* [What you need to do]: List every line in the items below that contains the word "foliage", copying each line in full.

* [Supplied material]:
---

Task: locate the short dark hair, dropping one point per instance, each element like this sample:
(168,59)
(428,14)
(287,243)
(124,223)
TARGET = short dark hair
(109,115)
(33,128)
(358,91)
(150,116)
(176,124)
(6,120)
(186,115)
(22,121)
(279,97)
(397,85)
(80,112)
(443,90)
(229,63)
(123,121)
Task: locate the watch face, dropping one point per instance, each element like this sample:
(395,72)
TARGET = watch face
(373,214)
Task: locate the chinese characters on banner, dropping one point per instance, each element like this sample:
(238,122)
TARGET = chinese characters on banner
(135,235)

---

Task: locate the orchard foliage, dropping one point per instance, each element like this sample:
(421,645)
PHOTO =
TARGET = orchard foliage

---

* [In response]:
Task: locate the orchard foliage, dropping one point per instance, each element like this sample:
TARGET = orchard foliage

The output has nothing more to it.